■ **Aufgabenstellung A**:
Warum muss Yamaha laut dem Artikel über die Sepang-Tests Ducati vorerst nicht fürchten, obwohl Iannone und Dovizioso bei den schnellsten Runden im Spitzenfeld lagen? Antworte in ein bis drei Sätzen.
■ **Aufgabenstellung B**:
Gib aus dem Artikel über die Sepang-Tests den Abschnitt von „Marc Marquez um“ bis „generelle Kräfteverhältnis aus?“ wortgetreu wieder.

■ **Seitenausschnitt**:
====
Wie kam es zu den Rekordzeiten am letzten Tag?

Marc Marquez um 0,924 Sekunden schneller als auf seiner Pole-Runde im Oktober, Dani Pedrosa gar um 0,967 unter seiner Qualifying-Zeit und Valentino Rossi gar um 1,3 Sekunden - die Bestzeiten purzelten am Finaltag in Sepang. Das lag aber nicht ausschließlich am technologischen Fortschritt der Werke über den Winter, sondern zu einem großen Teil auch an den Reifen. Bridgestone nahm sich das Feedback der Fahrer aus der vergangenen Saison zu Herzen und zaubert den MotoGP-Assen 2015 wahre Wunder-Pneus an die Felgen. "Ich glaube, dass diese MotoGP-Saison die schnellste der Geschichte wird", sagte Bridgestone-Entwicklungschef Shinji Aoki schon vor dem Start. Mit einem Rekordjahr hinterließe der japanische Hersteller eine große Bürde für Nachfolger Michelin.

Wie sieht das generelle Kräfteverhältnis aus?

Rossi übte schon eifrig Sieges-Wheelies, Foto: Milagro
Rossi übte schon eifrig Sieges-Wheelies, Foto: Milagro

Am Donnerstag meinte Yamaha-Boss Lin Jarvis noch: "Unsere Lage in der Konkurrenzsituation (mit Honda) dürfte in etwa so aussehen wie gegen Ende des letzten Jahres." Damals war Yamaha mit Honda auf einer Stufe, nahm dem Erzirvalen in vier der letzten sechs Rennen sogar noch Punkte in der Hersteller-WM ab. Doch am Freitag sagte die Stoppuhr in Sepang etwas Anderes. Marquez und Pedrosa enteilten Lorenzo und Rossi, der warnte: "Marc und Dani sind über eine Runde etwas schneller als wir. Auch ihre generelle Pace ist besser. Das bedeutet, dass wir weiterhin hart arbeiten müssen, wenn wir sie schlagen wollen."

Zumindest von hinten braucht Yamaha vorerst keine Gefahr fürchten. Zwar waren Andrea Iannone und Andrea Dovizioso mit ihren Ducatis bei den schnellsten Runden im Spitzenfeld dabei, allerdings verwendeten sie bei ihren Topzeiten stets die weicheren Reifen, die Yamaha und Honda nicht zur Verfügung stehen. In der Rennpace fehlen Ducati auf den härteren Reifen noch einige Zehntel auf die beiden japanischen Motorrad-Giganten. Daran wird wohl auch die neue GP15, die Ducati in Sepang II zum ersten Mal einsetzt, nicht genug ändern können.
====
■ **Bereitgestellte Angaben**:
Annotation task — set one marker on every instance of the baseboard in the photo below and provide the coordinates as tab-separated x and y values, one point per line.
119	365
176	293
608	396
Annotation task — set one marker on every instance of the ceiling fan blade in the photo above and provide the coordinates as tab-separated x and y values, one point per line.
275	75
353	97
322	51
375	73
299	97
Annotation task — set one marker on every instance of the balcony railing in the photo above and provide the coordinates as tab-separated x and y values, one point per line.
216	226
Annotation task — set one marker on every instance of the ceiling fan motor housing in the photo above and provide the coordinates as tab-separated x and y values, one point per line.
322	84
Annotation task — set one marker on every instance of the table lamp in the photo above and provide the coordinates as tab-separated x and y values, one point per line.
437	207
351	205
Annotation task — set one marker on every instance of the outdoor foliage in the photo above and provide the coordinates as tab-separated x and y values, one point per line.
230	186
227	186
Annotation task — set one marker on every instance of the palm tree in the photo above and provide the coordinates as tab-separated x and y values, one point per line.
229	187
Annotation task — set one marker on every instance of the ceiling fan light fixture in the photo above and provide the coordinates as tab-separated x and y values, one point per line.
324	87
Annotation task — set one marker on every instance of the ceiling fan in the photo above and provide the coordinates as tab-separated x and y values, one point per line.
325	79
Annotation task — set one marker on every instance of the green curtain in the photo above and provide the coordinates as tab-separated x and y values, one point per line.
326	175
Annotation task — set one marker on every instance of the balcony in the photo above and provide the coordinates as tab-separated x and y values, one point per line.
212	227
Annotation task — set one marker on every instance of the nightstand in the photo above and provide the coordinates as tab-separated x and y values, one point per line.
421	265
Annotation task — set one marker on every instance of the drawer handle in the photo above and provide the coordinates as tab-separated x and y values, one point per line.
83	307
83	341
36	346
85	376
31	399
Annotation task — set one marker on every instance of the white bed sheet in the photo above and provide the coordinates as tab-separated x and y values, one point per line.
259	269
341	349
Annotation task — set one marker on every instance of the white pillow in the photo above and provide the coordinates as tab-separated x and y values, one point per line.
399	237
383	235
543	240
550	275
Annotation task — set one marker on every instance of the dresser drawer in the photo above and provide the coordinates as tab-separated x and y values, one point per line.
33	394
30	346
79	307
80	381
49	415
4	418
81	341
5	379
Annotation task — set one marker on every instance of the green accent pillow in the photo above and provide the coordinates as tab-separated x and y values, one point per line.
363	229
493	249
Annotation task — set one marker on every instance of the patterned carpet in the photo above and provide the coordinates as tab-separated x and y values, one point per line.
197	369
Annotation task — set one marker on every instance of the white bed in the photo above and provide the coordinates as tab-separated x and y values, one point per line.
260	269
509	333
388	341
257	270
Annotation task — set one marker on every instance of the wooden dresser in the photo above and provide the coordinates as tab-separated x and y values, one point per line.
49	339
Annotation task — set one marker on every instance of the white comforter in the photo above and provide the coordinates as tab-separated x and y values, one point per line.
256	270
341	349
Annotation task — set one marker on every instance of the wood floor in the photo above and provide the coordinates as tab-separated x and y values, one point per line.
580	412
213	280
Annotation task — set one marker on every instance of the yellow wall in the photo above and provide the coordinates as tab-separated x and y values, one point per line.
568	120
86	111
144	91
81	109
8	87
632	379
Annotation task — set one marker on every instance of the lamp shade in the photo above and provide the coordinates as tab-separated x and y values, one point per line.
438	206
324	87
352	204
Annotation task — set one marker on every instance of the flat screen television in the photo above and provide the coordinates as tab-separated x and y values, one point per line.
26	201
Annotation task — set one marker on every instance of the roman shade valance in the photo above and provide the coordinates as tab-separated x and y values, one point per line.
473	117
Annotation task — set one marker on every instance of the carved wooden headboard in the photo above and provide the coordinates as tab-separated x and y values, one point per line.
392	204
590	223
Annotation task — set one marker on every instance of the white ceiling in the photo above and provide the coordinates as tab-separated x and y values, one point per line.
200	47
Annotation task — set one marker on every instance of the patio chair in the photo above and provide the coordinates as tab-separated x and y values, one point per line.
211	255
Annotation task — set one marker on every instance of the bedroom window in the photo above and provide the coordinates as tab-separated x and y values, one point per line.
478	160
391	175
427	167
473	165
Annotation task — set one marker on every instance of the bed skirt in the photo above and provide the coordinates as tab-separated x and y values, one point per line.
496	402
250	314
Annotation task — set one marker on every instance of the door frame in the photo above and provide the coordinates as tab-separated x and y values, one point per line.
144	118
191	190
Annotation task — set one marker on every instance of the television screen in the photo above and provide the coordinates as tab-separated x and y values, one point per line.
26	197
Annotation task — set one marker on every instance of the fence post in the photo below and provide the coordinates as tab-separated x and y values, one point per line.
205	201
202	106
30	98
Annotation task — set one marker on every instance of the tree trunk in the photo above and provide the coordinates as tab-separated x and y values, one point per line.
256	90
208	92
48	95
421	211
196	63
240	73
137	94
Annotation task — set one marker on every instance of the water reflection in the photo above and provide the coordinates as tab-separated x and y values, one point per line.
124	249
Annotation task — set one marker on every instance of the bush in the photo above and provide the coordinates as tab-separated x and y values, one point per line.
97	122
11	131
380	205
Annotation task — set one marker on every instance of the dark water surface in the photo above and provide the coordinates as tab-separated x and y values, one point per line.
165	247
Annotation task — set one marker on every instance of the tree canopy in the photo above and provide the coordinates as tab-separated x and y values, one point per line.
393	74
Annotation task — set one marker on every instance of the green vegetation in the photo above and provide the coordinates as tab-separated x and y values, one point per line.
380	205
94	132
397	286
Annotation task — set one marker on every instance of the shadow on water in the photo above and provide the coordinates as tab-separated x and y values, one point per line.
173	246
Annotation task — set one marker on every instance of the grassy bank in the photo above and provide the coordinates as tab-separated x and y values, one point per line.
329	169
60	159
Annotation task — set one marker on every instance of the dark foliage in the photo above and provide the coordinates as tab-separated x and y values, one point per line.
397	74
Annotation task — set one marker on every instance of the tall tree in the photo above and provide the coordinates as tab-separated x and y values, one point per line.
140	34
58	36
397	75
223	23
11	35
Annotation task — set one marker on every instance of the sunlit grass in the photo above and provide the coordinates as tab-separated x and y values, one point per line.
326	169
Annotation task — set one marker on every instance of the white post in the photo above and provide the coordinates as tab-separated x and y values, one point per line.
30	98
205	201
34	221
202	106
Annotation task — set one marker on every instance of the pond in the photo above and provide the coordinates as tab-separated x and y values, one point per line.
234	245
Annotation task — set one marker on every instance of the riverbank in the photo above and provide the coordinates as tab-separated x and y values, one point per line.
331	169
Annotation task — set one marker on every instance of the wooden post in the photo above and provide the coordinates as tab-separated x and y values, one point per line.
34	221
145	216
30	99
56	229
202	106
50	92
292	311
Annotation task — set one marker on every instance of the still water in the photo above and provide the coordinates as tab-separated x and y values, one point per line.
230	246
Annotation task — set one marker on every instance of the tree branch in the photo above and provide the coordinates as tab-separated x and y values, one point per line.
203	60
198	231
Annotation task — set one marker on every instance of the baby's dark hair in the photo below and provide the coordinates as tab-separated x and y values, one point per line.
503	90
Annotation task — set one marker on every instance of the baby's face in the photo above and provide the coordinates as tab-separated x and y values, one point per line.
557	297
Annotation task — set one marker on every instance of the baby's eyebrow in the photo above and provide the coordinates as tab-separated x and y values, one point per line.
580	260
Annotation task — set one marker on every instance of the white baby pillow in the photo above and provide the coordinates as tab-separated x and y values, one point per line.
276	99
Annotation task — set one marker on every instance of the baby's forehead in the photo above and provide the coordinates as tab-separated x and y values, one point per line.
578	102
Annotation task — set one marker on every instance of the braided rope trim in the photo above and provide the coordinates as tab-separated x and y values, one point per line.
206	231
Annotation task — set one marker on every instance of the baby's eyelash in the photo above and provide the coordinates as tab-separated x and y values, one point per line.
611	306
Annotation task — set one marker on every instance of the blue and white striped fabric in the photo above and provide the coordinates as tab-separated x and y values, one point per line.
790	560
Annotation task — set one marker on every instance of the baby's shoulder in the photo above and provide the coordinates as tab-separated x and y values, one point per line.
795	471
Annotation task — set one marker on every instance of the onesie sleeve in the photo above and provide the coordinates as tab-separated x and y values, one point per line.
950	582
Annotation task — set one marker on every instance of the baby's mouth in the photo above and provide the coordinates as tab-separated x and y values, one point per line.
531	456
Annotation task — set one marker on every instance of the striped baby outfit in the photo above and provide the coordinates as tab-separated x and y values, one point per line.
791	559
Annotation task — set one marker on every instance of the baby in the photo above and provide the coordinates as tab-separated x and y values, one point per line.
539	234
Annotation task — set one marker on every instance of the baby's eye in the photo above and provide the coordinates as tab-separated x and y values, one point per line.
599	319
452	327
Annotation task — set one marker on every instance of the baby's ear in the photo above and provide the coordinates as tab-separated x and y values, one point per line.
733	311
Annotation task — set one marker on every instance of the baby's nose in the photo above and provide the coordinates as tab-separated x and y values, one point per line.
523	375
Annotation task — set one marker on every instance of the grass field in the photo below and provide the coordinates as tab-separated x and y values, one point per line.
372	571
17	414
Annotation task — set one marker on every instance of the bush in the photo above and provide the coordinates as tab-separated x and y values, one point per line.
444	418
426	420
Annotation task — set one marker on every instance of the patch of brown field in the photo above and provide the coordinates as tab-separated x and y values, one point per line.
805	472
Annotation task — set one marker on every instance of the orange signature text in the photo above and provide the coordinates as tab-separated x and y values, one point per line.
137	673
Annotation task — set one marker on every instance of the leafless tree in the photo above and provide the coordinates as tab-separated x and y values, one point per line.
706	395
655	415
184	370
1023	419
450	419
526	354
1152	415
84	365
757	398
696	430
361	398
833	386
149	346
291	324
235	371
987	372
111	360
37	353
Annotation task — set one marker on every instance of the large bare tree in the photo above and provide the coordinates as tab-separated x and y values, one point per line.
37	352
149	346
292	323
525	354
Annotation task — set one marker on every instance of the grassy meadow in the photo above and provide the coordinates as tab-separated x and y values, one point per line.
====
■ **Fertige Antwort A**:
Iannone und Dovizioso fuhren ihre Topzeiten stets mit weicheren Reifen, die Yamaha und Honda nicht zur Verfügung stehen. In der Rennpace auf den härteren Reifen fehlen Ducati noch einige Zehntel auf die beiden japanischen Motorrad-Giganten.

■ **Fertige Antwort B**:
Marc Marquez um 0,924 Sekunden schneller als auf seiner Pole-Runde im Oktober, Dani Pedrosa gar um 0,967 unter seiner Qualifying-Zeit und Valentino Rossi gar um 1,3 Sekunden - die Bestzeiten purzelten am Finaltag in Sepang. Das lag aber nicht ausschließlich am technologischen Fortschritt der Werke über den Winter, sondern zu einem großen Teil auch an den Reifen. Bridgestone nahm sich das Feedback der Fahrer aus der vergangenen Saison zu Herzen und zaubert den MotoGP-Assen 2015 wahre Wunder-Pneus an die Felgen. "Ich glaube, dass diese MotoGP-Saison die schnellste der Geschichte wird", sagte Bridgestone-Entwicklungschef Shinji Aoki schon vor dem Start. Mit einem Rekordjahr hinterließe der japanische Hersteller eine große Bürde für Nachfolger Michelin.

Wie sieht das generelle Kräfteverhältnis aus?